##### Data to use
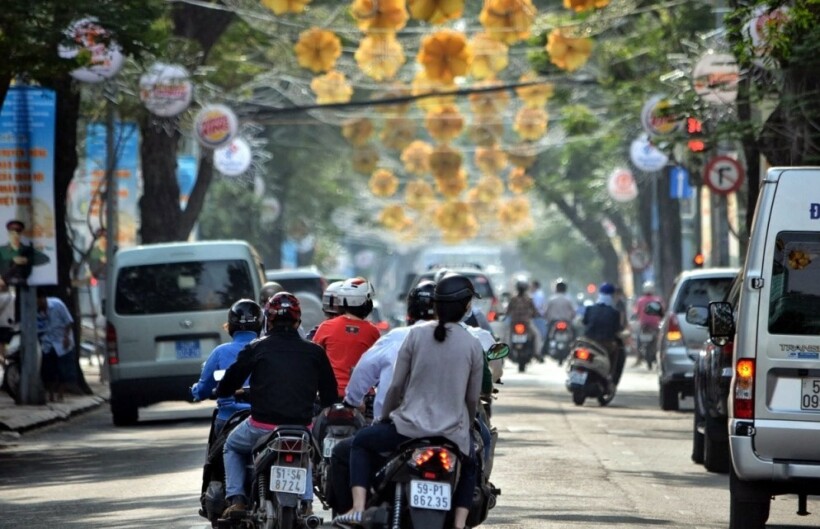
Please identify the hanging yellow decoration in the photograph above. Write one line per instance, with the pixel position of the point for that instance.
(444, 124)
(536, 95)
(365, 159)
(281, 7)
(518, 181)
(584, 5)
(380, 56)
(490, 56)
(568, 53)
(490, 160)
(383, 183)
(379, 15)
(508, 20)
(398, 133)
(530, 123)
(357, 131)
(419, 195)
(445, 55)
(317, 49)
(416, 157)
(435, 11)
(331, 88)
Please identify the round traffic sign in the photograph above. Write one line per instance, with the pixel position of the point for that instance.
(723, 175)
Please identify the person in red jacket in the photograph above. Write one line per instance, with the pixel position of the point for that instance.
(347, 337)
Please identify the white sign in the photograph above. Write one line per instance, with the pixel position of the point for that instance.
(621, 186)
(234, 158)
(715, 78)
(166, 89)
(106, 58)
(646, 156)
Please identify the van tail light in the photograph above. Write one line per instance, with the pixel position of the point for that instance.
(673, 333)
(744, 385)
(111, 345)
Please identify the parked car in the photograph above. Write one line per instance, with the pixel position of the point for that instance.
(679, 342)
(713, 376)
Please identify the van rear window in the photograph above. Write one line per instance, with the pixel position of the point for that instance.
(182, 287)
(794, 298)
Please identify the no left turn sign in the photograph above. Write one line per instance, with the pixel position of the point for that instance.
(723, 175)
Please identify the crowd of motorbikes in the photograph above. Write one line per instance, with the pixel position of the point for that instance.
(413, 489)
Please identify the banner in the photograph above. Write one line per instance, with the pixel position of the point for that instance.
(29, 249)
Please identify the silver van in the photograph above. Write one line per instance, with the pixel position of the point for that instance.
(165, 308)
(774, 399)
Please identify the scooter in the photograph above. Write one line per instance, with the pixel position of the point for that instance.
(589, 372)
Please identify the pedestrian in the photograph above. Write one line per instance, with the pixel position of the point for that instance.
(55, 329)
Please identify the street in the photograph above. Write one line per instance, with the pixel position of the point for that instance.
(558, 465)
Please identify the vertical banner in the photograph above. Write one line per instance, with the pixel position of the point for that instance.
(28, 246)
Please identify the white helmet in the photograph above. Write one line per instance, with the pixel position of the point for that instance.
(355, 292)
(330, 297)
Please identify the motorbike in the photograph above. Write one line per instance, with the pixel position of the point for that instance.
(589, 372)
(559, 339)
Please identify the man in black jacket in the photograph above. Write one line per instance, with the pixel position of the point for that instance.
(285, 373)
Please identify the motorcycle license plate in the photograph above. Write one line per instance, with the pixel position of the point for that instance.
(578, 377)
(288, 479)
(430, 495)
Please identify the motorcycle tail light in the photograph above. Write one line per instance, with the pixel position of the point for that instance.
(744, 382)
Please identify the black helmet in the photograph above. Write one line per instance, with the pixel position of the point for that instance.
(420, 301)
(245, 315)
(454, 287)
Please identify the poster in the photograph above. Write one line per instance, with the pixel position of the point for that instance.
(28, 246)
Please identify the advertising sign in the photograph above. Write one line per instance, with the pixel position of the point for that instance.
(28, 251)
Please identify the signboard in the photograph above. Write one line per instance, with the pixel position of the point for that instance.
(29, 247)
(723, 175)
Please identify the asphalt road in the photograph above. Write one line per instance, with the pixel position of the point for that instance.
(558, 465)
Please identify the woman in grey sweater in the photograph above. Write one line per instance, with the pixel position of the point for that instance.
(434, 392)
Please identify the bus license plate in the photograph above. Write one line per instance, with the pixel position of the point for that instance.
(430, 495)
(288, 479)
(810, 394)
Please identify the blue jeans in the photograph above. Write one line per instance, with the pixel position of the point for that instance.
(237, 456)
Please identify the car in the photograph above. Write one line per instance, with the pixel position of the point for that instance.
(713, 376)
(679, 342)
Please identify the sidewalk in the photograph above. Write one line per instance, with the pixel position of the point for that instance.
(16, 419)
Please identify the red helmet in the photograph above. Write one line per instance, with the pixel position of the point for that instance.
(283, 308)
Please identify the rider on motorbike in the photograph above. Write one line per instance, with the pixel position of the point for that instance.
(602, 323)
(244, 325)
(285, 373)
(434, 392)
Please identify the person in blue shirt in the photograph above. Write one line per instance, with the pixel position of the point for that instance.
(244, 325)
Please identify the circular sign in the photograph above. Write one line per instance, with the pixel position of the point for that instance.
(621, 186)
(656, 118)
(646, 156)
(166, 89)
(723, 175)
(234, 158)
(715, 78)
(105, 58)
(215, 126)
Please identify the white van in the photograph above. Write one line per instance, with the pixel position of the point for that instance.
(774, 399)
(165, 308)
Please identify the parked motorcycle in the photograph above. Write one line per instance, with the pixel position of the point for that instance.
(560, 337)
(589, 372)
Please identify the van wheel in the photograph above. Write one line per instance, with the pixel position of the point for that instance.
(749, 504)
(669, 398)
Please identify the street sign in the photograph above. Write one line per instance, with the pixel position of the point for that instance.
(723, 175)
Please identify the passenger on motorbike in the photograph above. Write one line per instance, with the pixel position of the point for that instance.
(647, 323)
(434, 392)
(244, 325)
(285, 371)
(346, 338)
(602, 323)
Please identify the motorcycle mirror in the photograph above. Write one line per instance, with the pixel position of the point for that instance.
(497, 351)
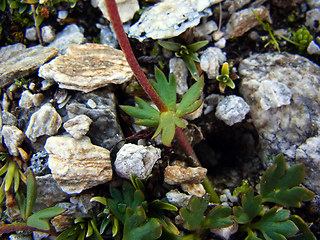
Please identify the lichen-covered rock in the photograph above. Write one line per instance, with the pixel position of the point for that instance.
(99, 106)
(88, 67)
(196, 189)
(13, 138)
(70, 35)
(45, 121)
(78, 126)
(179, 70)
(24, 62)
(126, 8)
(232, 109)
(170, 18)
(177, 198)
(137, 160)
(29, 100)
(210, 61)
(77, 165)
(286, 116)
(242, 21)
(178, 175)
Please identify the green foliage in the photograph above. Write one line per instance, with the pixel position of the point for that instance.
(187, 53)
(166, 121)
(38, 220)
(281, 185)
(128, 210)
(195, 218)
(83, 228)
(301, 39)
(12, 177)
(278, 185)
(224, 79)
(275, 224)
(267, 27)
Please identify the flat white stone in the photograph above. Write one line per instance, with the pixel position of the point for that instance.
(77, 165)
(170, 18)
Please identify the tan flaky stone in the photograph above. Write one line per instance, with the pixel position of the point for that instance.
(178, 175)
(24, 62)
(77, 165)
(88, 67)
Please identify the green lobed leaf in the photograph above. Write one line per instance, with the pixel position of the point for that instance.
(167, 126)
(197, 45)
(165, 89)
(275, 225)
(101, 200)
(171, 46)
(162, 205)
(193, 214)
(304, 230)
(281, 185)
(31, 193)
(40, 219)
(143, 111)
(138, 227)
(189, 102)
(218, 217)
(250, 207)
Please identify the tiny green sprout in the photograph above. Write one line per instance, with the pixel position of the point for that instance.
(166, 122)
(301, 38)
(224, 78)
(187, 53)
(267, 27)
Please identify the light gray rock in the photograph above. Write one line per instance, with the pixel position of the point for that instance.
(177, 198)
(48, 191)
(70, 35)
(105, 130)
(232, 109)
(8, 118)
(88, 67)
(242, 21)
(48, 34)
(286, 125)
(205, 30)
(313, 48)
(31, 34)
(45, 121)
(137, 160)
(210, 61)
(39, 163)
(77, 165)
(178, 175)
(29, 100)
(170, 18)
(313, 18)
(313, 3)
(126, 8)
(13, 138)
(11, 51)
(24, 62)
(180, 72)
(78, 126)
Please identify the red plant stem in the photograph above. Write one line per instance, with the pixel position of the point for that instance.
(131, 59)
(185, 144)
(142, 79)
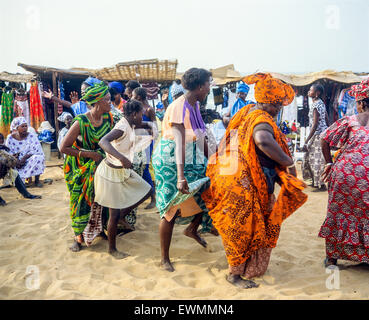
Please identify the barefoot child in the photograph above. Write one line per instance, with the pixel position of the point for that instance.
(117, 186)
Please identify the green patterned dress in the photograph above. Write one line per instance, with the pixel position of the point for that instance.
(79, 172)
(167, 194)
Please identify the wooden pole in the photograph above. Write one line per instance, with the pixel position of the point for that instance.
(55, 92)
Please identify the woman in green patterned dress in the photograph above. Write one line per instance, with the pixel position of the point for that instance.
(179, 162)
(83, 155)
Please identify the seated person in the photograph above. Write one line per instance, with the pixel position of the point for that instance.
(26, 147)
(9, 174)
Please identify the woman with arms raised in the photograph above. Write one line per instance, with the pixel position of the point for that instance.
(81, 145)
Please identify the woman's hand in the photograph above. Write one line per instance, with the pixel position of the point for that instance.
(326, 172)
(126, 163)
(182, 186)
(292, 171)
(164, 97)
(22, 162)
(74, 97)
(95, 156)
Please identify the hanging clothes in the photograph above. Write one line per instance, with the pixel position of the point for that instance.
(61, 96)
(42, 101)
(36, 111)
(21, 106)
(346, 104)
(7, 111)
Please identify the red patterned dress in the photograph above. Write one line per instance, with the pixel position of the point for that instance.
(346, 227)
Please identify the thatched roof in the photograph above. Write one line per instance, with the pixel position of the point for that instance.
(47, 71)
(16, 77)
(299, 80)
(226, 74)
(142, 70)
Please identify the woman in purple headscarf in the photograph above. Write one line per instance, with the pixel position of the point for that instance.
(179, 162)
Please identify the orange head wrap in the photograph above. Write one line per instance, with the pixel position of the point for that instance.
(270, 90)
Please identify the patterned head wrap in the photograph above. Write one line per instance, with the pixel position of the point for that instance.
(117, 86)
(177, 89)
(243, 87)
(95, 93)
(18, 121)
(360, 91)
(92, 81)
(270, 90)
(64, 116)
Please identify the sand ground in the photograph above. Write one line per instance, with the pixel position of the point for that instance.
(37, 233)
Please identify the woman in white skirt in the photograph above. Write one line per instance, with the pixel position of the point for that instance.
(117, 186)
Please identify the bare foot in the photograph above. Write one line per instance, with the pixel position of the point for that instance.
(76, 246)
(329, 262)
(103, 235)
(117, 254)
(166, 265)
(125, 225)
(237, 281)
(151, 205)
(194, 235)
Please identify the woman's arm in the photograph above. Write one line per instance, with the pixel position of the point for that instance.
(326, 150)
(315, 125)
(266, 143)
(53, 98)
(70, 138)
(105, 144)
(179, 139)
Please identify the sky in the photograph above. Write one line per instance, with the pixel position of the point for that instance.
(287, 36)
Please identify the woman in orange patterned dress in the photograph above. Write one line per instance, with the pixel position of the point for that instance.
(252, 156)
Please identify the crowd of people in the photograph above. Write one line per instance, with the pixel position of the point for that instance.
(226, 188)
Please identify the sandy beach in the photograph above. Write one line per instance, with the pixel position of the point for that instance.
(38, 233)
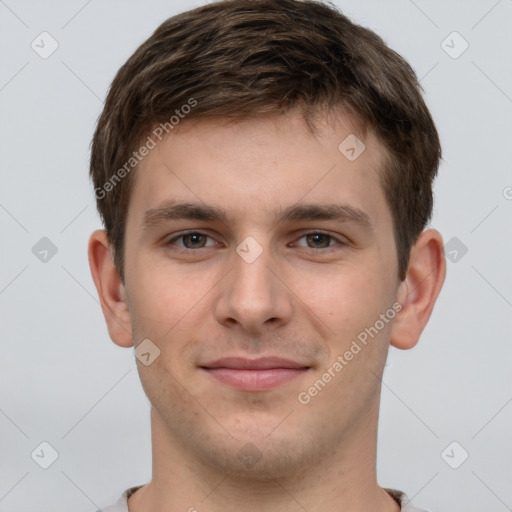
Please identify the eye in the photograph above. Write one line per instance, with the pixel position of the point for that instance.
(318, 240)
(192, 240)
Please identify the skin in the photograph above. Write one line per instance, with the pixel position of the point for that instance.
(303, 298)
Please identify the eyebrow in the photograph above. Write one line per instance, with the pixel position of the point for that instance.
(194, 211)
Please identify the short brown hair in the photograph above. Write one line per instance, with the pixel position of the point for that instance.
(240, 58)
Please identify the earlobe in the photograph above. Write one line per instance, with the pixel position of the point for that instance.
(111, 291)
(419, 291)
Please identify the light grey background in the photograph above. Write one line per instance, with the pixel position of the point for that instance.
(64, 382)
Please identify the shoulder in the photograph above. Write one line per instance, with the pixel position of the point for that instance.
(404, 502)
(121, 505)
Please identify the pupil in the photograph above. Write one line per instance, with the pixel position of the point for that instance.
(195, 239)
(317, 239)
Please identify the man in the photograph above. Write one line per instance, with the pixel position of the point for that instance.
(264, 169)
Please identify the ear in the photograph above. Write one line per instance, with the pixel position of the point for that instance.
(419, 290)
(110, 288)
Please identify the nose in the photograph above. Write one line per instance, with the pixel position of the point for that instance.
(254, 296)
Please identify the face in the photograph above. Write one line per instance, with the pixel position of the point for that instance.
(258, 257)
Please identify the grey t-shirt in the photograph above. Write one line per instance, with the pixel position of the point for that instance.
(122, 503)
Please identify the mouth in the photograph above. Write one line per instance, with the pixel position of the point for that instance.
(260, 374)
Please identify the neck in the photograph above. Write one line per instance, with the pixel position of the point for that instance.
(343, 479)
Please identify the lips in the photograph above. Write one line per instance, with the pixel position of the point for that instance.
(260, 374)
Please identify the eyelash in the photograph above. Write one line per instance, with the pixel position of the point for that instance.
(304, 234)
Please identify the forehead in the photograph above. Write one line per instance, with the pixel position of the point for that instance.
(261, 166)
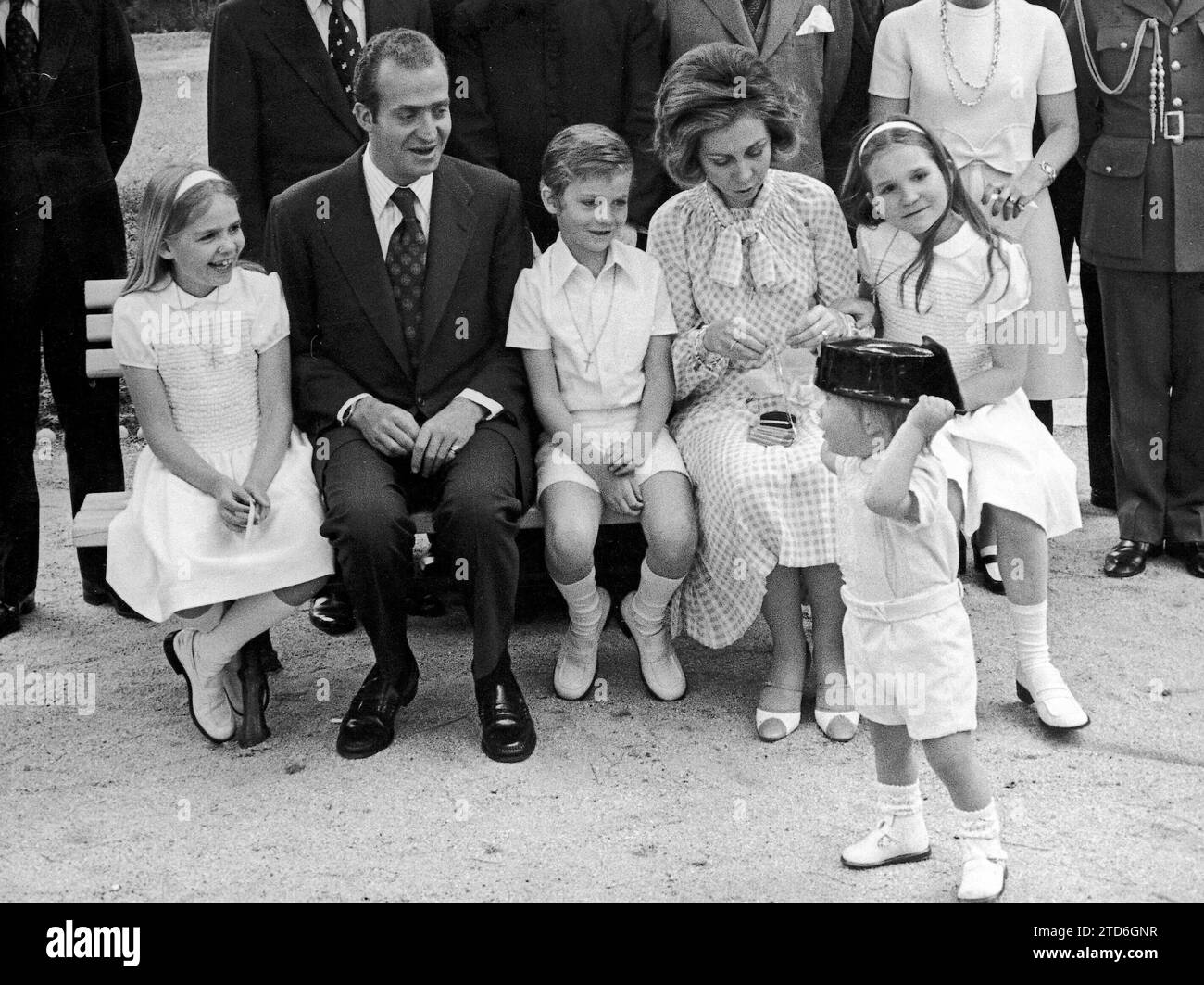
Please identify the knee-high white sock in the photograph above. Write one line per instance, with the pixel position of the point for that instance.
(583, 600)
(244, 622)
(653, 596)
(1032, 636)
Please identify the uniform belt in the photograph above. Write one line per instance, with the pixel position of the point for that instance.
(1193, 127)
(911, 607)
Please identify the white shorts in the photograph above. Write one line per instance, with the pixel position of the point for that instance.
(591, 441)
(911, 663)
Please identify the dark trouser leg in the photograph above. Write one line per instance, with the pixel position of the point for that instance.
(19, 377)
(1185, 443)
(87, 407)
(1138, 345)
(369, 523)
(1099, 405)
(476, 523)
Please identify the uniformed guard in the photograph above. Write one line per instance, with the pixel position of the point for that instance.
(1140, 71)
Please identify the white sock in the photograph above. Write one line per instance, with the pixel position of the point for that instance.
(583, 600)
(245, 619)
(1032, 636)
(653, 596)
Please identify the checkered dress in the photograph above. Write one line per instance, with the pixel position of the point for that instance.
(758, 507)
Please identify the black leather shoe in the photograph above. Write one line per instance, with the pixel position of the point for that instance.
(507, 732)
(1191, 553)
(332, 611)
(269, 660)
(368, 725)
(1128, 558)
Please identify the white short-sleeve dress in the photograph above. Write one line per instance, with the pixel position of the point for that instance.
(169, 549)
(759, 507)
(998, 454)
(992, 140)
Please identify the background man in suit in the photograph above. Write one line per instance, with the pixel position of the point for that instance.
(1143, 214)
(281, 111)
(69, 104)
(813, 64)
(398, 268)
(530, 68)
##########
Task requirements:
The line that contains "Please identify the forehead" opens the part to copy, and the last line of the records closes it; set down those lines exactly, pictures excluded.

Result for this task:
Please identify the forehead in the photograph above. Write one line per instance, with the pixel position of the point for that instance.
(261, 166)
Please identify the knee-high white sock in the photograph above. Write one line per instance, with the pixel position of the point for that instance.
(583, 600)
(244, 622)
(653, 596)
(1032, 636)
Please identify the uniform belt in the photograph above. Write one line per instance, with the pixel position of the point for that instance.
(1193, 127)
(911, 607)
Please identify the white shorts in the photograph above. Write one line per instance, with the pixel position of the point for that instance.
(591, 441)
(911, 663)
Please identify the dark trouser leg in the photograph above. Write one line per instance, with the pixel position of the point for that instance.
(19, 377)
(1185, 443)
(87, 407)
(1138, 345)
(369, 523)
(1099, 405)
(476, 523)
Please identify the uniformed guard in the photograph above. Write one line per instance, with the pixel position of the point for that instance.
(1140, 71)
Please identify the white sock in the photograph above. Write one line per instance, with the pixel position of the point for that instance.
(583, 600)
(245, 619)
(1032, 636)
(653, 596)
Please identify the checkered dress in the photograph above. Write one line per instance, with the pixel position of the point for that instance.
(758, 507)
Please identify the black leather shoe in the photograph above. Write one line per instance, with the pixel position of the point for that instance.
(507, 732)
(1191, 553)
(332, 611)
(269, 660)
(368, 725)
(1128, 558)
Please identify the white short-sleeve dress in the photograph above. Write one line per instance, with the pixel position of the point for that instance.
(169, 549)
(759, 507)
(998, 454)
(992, 140)
Please identify the background man in suit in the photograph above. Write one line per instance, with the pixel position of the point for that instance.
(1143, 214)
(281, 111)
(69, 104)
(813, 64)
(398, 268)
(530, 68)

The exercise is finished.